DO THIS:
Output the data below verbatim, line for line, leaving out the pictures.

====================

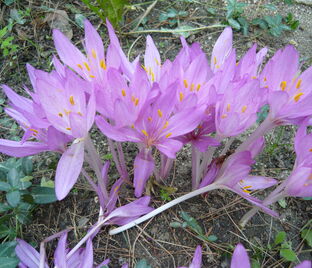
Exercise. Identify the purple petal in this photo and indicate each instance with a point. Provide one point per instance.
(143, 168)
(60, 252)
(197, 260)
(68, 169)
(304, 264)
(87, 258)
(240, 258)
(18, 149)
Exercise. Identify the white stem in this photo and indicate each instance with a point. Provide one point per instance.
(87, 236)
(164, 207)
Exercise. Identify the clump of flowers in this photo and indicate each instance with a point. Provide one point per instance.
(160, 106)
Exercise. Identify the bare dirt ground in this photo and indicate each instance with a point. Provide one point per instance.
(218, 212)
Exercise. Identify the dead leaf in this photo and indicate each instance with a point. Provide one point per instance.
(59, 20)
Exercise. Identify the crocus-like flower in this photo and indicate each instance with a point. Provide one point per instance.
(30, 258)
(237, 110)
(289, 91)
(155, 126)
(234, 175)
(197, 259)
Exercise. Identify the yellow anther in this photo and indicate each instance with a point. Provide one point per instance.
(168, 135)
(93, 53)
(192, 87)
(298, 96)
(144, 132)
(153, 77)
(181, 95)
(144, 68)
(283, 85)
(298, 83)
(185, 83)
(157, 62)
(71, 100)
(166, 125)
(87, 66)
(67, 112)
(34, 130)
(102, 64)
(228, 107)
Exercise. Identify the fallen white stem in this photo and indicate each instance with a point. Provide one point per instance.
(164, 207)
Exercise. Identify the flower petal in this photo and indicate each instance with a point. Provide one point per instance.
(68, 169)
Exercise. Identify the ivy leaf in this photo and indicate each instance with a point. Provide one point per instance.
(13, 198)
(280, 238)
(306, 234)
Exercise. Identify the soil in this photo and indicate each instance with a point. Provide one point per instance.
(218, 212)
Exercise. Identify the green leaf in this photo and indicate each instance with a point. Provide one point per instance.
(4, 207)
(245, 25)
(112, 9)
(9, 2)
(279, 238)
(27, 165)
(13, 177)
(261, 23)
(9, 262)
(306, 234)
(46, 183)
(7, 249)
(175, 224)
(43, 195)
(234, 24)
(142, 264)
(5, 187)
(212, 238)
(270, 7)
(5, 231)
(288, 254)
(13, 198)
(79, 19)
(191, 222)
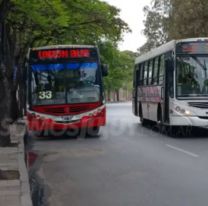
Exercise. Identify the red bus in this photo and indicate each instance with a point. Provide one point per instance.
(65, 89)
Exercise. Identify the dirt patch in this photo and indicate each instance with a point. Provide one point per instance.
(9, 175)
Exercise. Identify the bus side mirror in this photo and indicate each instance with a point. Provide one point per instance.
(104, 68)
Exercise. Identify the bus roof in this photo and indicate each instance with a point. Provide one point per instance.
(62, 47)
(165, 48)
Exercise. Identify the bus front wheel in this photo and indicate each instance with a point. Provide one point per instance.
(93, 132)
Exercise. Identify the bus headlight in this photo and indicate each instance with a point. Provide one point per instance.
(182, 111)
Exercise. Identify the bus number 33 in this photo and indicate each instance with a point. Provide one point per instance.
(45, 95)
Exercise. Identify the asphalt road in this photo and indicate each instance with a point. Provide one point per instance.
(129, 165)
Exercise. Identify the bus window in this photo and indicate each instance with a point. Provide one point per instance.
(150, 71)
(136, 78)
(146, 73)
(155, 72)
(141, 74)
(161, 70)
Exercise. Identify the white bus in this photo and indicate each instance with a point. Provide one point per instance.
(170, 84)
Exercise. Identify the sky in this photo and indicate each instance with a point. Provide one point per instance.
(132, 13)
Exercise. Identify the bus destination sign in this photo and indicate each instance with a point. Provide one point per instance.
(192, 48)
(63, 53)
(54, 54)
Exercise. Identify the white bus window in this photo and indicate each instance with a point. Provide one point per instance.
(150, 71)
(162, 69)
(141, 75)
(146, 73)
(155, 71)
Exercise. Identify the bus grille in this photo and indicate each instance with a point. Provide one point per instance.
(55, 110)
(202, 105)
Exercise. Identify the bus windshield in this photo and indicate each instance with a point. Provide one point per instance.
(63, 83)
(192, 76)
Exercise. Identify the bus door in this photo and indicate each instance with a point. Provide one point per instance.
(168, 84)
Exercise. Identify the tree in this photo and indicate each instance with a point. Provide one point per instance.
(120, 69)
(155, 25)
(174, 19)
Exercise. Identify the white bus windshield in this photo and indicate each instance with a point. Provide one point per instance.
(192, 76)
(62, 83)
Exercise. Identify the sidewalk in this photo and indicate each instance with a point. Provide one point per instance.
(14, 183)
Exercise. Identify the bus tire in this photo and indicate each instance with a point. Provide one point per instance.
(143, 121)
(93, 132)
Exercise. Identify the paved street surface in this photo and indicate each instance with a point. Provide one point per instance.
(129, 165)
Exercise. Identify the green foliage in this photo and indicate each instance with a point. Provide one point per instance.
(121, 64)
(174, 19)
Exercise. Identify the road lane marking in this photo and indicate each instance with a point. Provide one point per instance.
(182, 150)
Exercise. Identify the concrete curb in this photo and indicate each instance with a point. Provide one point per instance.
(24, 179)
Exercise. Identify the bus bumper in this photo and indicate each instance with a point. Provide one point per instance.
(193, 121)
(42, 122)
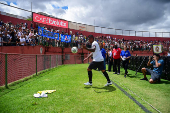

====================

EXERCISE RESPONSE:
Exercise. Identify the purple petal in this photo and indicate each instance with a point. Provide one point per instance.
(143, 168)
(60, 252)
(197, 260)
(68, 169)
(304, 264)
(87, 258)
(240, 258)
(18, 149)
Exercise. Identify the white stem in this photo and indicate each instance with a point. Provide one point per instance.
(87, 236)
(164, 207)
Exercise. Identify the clump of flowers in this photo and indicate each instance with a point. Provide one point per instance.
(160, 106)
Exercise. Identify the bare dirt ground in this photo and indicate each instance with a point. Provide one point per instance.
(218, 212)
Exercise. Identify the dead leaf in this photo and indicate each instance with a point. Provide one point per instance.
(59, 20)
Exercise. Identify the crocus-like flower in this photo and indicate each instance with a point. Provide one point per instance.
(30, 258)
(237, 110)
(289, 91)
(155, 126)
(234, 175)
(197, 259)
Exercise. Identify the yellow anther in this photo and indicate each instance with a point. Provide one point per instance.
(168, 135)
(93, 53)
(192, 87)
(298, 96)
(144, 132)
(153, 77)
(181, 95)
(144, 68)
(283, 85)
(298, 83)
(185, 83)
(157, 62)
(71, 100)
(166, 125)
(87, 66)
(67, 112)
(34, 130)
(102, 64)
(228, 107)
Exercise. Identify the fallen white stem in this photo and indicate each instance with a point. Provide one point per instance.
(164, 207)
Exercise. Identify the flower petal in this photo and indicate each instance with a point. Provide one point per instance.
(68, 169)
Exercise. Identify the ivy leaf in this photo and indicate each instance with a point. Provide one point per instance.
(13, 198)
(280, 238)
(306, 234)
Exercise. Identify the soil in this photo and indicate each instance with a point. Provide one point per instance.
(218, 212)
Exercise. Identify the green leaf in this photo and indicate each instance with a point. Provide one point per instance.
(4, 207)
(245, 25)
(112, 9)
(9, 2)
(279, 238)
(27, 165)
(13, 177)
(261, 23)
(9, 262)
(306, 234)
(46, 183)
(7, 249)
(175, 224)
(43, 195)
(234, 24)
(142, 264)
(5, 187)
(212, 238)
(270, 7)
(5, 231)
(288, 254)
(13, 198)
(79, 19)
(191, 222)
Exercise. Identify the red bus in this photo and indicate each instance with a point. Provide one point per instance.
(65, 89)
Exercise. Identify the dirt patch in this photo and indicate each instance with a point. Provide one point per instance.
(9, 175)
Exercise. Identify the bus side mirror in this photo and indicate each instance with a point. Provide one point per instance.
(104, 68)
Exercise. Identify the bus roof in this photo and indicate each instance with a point. Provide one point per instance.
(62, 47)
(165, 48)
Exercise. Identify the bus front wheel in this photo and indicate each instance with a point. Provide one point per instance.
(93, 132)
Exercise. Identify the bus headlight in this photo and indicate each instance with a point. Provide one point per instance.
(182, 111)
Exercise. Identify the bus number 33 in this photo and indicate each instance with a point. Provide one point per instance.
(45, 95)
Exercise. Identify the asphalt road in this photo and indicate each instance with a point. Provide one point per instance.
(129, 165)
Exercise. Identify the bus window in this photo and indicate each instance with a point. Provide one point per instance.
(150, 71)
(136, 78)
(146, 73)
(155, 72)
(141, 74)
(161, 70)
Exercise. Identify the white bus in this photo and indicate each instance with a point. Provide one point per instance.
(170, 84)
Exercise. Identify the sky in this photo and indicate each instance with a point. Provide one point per instance.
(132, 13)
Exercise. Identify the bus destination sign in this photo and indicate each instance with a point. Provide one point per instance.
(192, 48)
(63, 53)
(54, 54)
Exercise. Identify the white bus window in this photo and indicate each instance with a point. Provide one point per instance.
(150, 71)
(162, 69)
(141, 75)
(146, 73)
(155, 71)
Exercise. Identify the bus grille in this photo and indicate each instance with a point. Provide one point per instance.
(55, 110)
(202, 105)
Exercise. Identify the bus windshield in this photo and indicate each instance with a point. Provide one point per instance.
(63, 83)
(192, 76)
Exercise. Identify the bus door in this photo and indicate each instance with a point. Provide one point per instance.
(168, 84)
Exercise. Identify the tree in this photo and indicate each instance with a point. Provide one point per instance.
(120, 69)
(155, 25)
(174, 19)
Exercise. Identify the white bus windshield in this photo and indicate each instance with a point. Provide one point per instance.
(192, 76)
(62, 83)
Exercise. Identify the sidewalk in this photo and indicate each instance with a point. Provide one point per instance.
(14, 183)
Exercise. Identify the bus tire in this photo and indicate each instance with a point. Provide one point per instance.
(143, 121)
(93, 132)
Exercise. Identify the paved street surface in this photo and indicate each instance with a point. Provide one point per instance.
(129, 165)
Exercise. Identify the green foliage in this photo and indicate each instance with a point. Provide one point per instance.
(121, 64)
(174, 19)
Exercise. Identify the road lane marking in this photo and indicate each instance with a point. Provide one point per instance.
(182, 150)
Exercise. Identify the concrete curb in this photo and indicate each instance with a point. Provide one point per instance.
(24, 179)
Exercise. Identify the bus bumper in this photo and indicate each instance with a point. Provide one point per instance.
(193, 121)
(42, 122)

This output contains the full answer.